Items in a dataset:
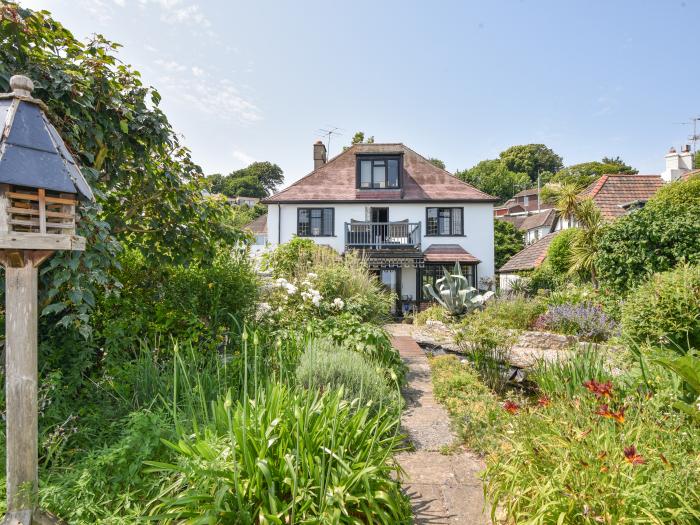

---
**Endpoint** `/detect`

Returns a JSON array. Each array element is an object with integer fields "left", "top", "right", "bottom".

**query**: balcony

[{"left": 345, "top": 221, "right": 421, "bottom": 250}]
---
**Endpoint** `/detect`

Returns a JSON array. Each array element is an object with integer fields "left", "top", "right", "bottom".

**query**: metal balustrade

[{"left": 345, "top": 221, "right": 421, "bottom": 250}]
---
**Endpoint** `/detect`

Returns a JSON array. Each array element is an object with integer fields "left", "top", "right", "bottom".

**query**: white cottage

[{"left": 263, "top": 141, "right": 497, "bottom": 310}]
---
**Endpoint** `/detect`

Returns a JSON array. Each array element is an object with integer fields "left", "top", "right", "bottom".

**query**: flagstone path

[{"left": 388, "top": 332, "right": 491, "bottom": 525}]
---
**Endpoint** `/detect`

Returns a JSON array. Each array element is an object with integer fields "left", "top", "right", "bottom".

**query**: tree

[
  {"left": 595, "top": 179, "right": 700, "bottom": 294},
  {"left": 0, "top": 0, "right": 240, "bottom": 335},
  {"left": 455, "top": 159, "right": 530, "bottom": 201},
  {"left": 428, "top": 157, "right": 445, "bottom": 170},
  {"left": 500, "top": 144, "right": 563, "bottom": 183},
  {"left": 207, "top": 162, "right": 284, "bottom": 199},
  {"left": 551, "top": 157, "right": 638, "bottom": 189},
  {"left": 493, "top": 219, "right": 525, "bottom": 268}
]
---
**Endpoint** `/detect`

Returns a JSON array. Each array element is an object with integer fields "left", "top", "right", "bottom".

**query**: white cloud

[{"left": 231, "top": 149, "right": 255, "bottom": 166}]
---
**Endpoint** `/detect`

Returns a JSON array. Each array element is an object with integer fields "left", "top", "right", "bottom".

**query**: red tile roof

[
  {"left": 244, "top": 213, "right": 267, "bottom": 235},
  {"left": 423, "top": 244, "right": 481, "bottom": 264},
  {"left": 497, "top": 232, "right": 559, "bottom": 273},
  {"left": 579, "top": 174, "right": 664, "bottom": 219},
  {"left": 263, "top": 144, "right": 498, "bottom": 204}
]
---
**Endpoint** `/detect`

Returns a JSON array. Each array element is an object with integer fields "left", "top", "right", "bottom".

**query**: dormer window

[{"left": 357, "top": 155, "right": 401, "bottom": 190}]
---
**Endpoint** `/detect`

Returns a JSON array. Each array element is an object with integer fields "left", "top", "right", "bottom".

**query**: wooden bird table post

[{"left": 0, "top": 76, "right": 93, "bottom": 525}]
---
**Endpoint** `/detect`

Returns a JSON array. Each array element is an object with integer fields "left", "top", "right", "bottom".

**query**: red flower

[
  {"left": 595, "top": 405, "right": 625, "bottom": 423},
  {"left": 503, "top": 400, "right": 520, "bottom": 414},
  {"left": 624, "top": 445, "right": 646, "bottom": 465},
  {"left": 583, "top": 379, "right": 612, "bottom": 398}
]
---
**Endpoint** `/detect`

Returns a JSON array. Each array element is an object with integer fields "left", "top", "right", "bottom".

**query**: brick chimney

[
  {"left": 661, "top": 145, "right": 693, "bottom": 182},
  {"left": 314, "top": 140, "right": 326, "bottom": 170}
]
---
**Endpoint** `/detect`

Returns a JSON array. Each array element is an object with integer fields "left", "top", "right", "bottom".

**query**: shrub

[
  {"left": 595, "top": 180, "right": 700, "bottom": 294},
  {"left": 485, "top": 376, "right": 700, "bottom": 525},
  {"left": 529, "top": 347, "right": 612, "bottom": 398},
  {"left": 537, "top": 303, "right": 619, "bottom": 342},
  {"left": 150, "top": 384, "right": 411, "bottom": 524},
  {"left": 547, "top": 228, "right": 578, "bottom": 275},
  {"left": 415, "top": 304, "right": 451, "bottom": 325},
  {"left": 306, "top": 314, "right": 406, "bottom": 384},
  {"left": 622, "top": 265, "right": 700, "bottom": 352},
  {"left": 430, "top": 355, "right": 507, "bottom": 453},
  {"left": 296, "top": 340, "right": 400, "bottom": 410}
]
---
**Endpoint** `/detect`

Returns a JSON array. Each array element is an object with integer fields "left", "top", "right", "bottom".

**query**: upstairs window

[
  {"left": 357, "top": 155, "right": 401, "bottom": 189},
  {"left": 426, "top": 208, "right": 464, "bottom": 237},
  {"left": 297, "top": 208, "right": 334, "bottom": 237}
]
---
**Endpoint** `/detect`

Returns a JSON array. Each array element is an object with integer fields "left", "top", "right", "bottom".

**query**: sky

[{"left": 20, "top": 0, "right": 700, "bottom": 184}]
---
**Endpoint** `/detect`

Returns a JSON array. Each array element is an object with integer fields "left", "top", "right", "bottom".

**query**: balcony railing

[{"left": 345, "top": 222, "right": 421, "bottom": 250}]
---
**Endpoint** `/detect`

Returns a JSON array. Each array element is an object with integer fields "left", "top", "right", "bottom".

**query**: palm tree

[{"left": 569, "top": 198, "right": 604, "bottom": 288}]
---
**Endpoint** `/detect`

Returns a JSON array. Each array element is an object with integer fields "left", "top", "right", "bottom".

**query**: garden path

[{"left": 387, "top": 325, "right": 491, "bottom": 525}]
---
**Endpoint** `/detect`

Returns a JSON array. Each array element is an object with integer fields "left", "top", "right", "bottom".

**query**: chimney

[
  {"left": 661, "top": 145, "right": 693, "bottom": 182},
  {"left": 314, "top": 140, "right": 326, "bottom": 170}
]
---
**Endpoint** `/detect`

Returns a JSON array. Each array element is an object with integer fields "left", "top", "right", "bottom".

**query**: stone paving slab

[{"left": 390, "top": 336, "right": 491, "bottom": 525}]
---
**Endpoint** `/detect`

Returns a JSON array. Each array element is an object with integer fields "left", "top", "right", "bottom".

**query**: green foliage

[
  {"left": 413, "top": 304, "right": 451, "bottom": 326},
  {"left": 493, "top": 219, "right": 525, "bottom": 268},
  {"left": 551, "top": 157, "right": 638, "bottom": 188},
  {"left": 423, "top": 263, "right": 493, "bottom": 316},
  {"left": 207, "top": 161, "right": 284, "bottom": 199},
  {"left": 622, "top": 264, "right": 700, "bottom": 353},
  {"left": 296, "top": 340, "right": 401, "bottom": 411},
  {"left": 430, "top": 355, "right": 507, "bottom": 453},
  {"left": 547, "top": 228, "right": 577, "bottom": 275},
  {"left": 530, "top": 346, "right": 612, "bottom": 399},
  {"left": 500, "top": 144, "right": 562, "bottom": 182},
  {"left": 150, "top": 384, "right": 411, "bottom": 524},
  {"left": 264, "top": 237, "right": 323, "bottom": 279},
  {"left": 455, "top": 159, "right": 530, "bottom": 201},
  {"left": 485, "top": 378, "right": 700, "bottom": 525},
  {"left": 595, "top": 180, "right": 700, "bottom": 294},
  {"left": 94, "top": 250, "right": 257, "bottom": 350},
  {"left": 306, "top": 313, "right": 406, "bottom": 384}
]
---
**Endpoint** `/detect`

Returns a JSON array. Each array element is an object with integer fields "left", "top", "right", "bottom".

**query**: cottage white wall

[{"left": 267, "top": 202, "right": 494, "bottom": 284}]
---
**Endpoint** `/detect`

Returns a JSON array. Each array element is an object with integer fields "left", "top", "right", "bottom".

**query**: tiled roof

[
  {"left": 498, "top": 232, "right": 559, "bottom": 273},
  {"left": 423, "top": 244, "right": 481, "bottom": 264},
  {"left": 519, "top": 209, "right": 556, "bottom": 231},
  {"left": 245, "top": 213, "right": 267, "bottom": 235},
  {"left": 579, "top": 174, "right": 664, "bottom": 219},
  {"left": 263, "top": 144, "right": 498, "bottom": 203}
]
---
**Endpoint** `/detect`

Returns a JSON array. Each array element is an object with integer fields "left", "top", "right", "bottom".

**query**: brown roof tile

[
  {"left": 245, "top": 213, "right": 267, "bottom": 235},
  {"left": 498, "top": 232, "right": 559, "bottom": 273},
  {"left": 423, "top": 244, "right": 481, "bottom": 264},
  {"left": 579, "top": 174, "right": 664, "bottom": 219},
  {"left": 263, "top": 144, "right": 498, "bottom": 203}
]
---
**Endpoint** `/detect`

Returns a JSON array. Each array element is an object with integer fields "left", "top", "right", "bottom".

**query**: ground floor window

[{"left": 417, "top": 263, "right": 476, "bottom": 301}]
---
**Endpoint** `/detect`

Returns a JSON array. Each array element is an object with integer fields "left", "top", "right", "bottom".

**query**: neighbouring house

[
  {"left": 661, "top": 145, "right": 695, "bottom": 182},
  {"left": 244, "top": 213, "right": 267, "bottom": 252},
  {"left": 493, "top": 188, "right": 552, "bottom": 217},
  {"left": 498, "top": 232, "right": 559, "bottom": 290},
  {"left": 262, "top": 141, "right": 497, "bottom": 311}
]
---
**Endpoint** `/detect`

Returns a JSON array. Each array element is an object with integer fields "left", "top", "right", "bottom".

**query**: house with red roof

[{"left": 262, "top": 141, "right": 498, "bottom": 309}]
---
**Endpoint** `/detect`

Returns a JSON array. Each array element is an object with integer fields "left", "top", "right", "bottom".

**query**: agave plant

[{"left": 423, "top": 263, "right": 493, "bottom": 315}]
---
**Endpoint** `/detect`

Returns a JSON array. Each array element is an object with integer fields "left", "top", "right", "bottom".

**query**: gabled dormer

[{"left": 355, "top": 152, "right": 403, "bottom": 190}]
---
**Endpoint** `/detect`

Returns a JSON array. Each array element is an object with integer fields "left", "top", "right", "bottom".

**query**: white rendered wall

[{"left": 267, "top": 202, "right": 494, "bottom": 282}]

WORK TO DO: Select every line in the entries above that contains the word "dormer", and copy each one.

OUTPUT FOR THIS EXERCISE:
**query**: dormer window
**query**: gabled dormer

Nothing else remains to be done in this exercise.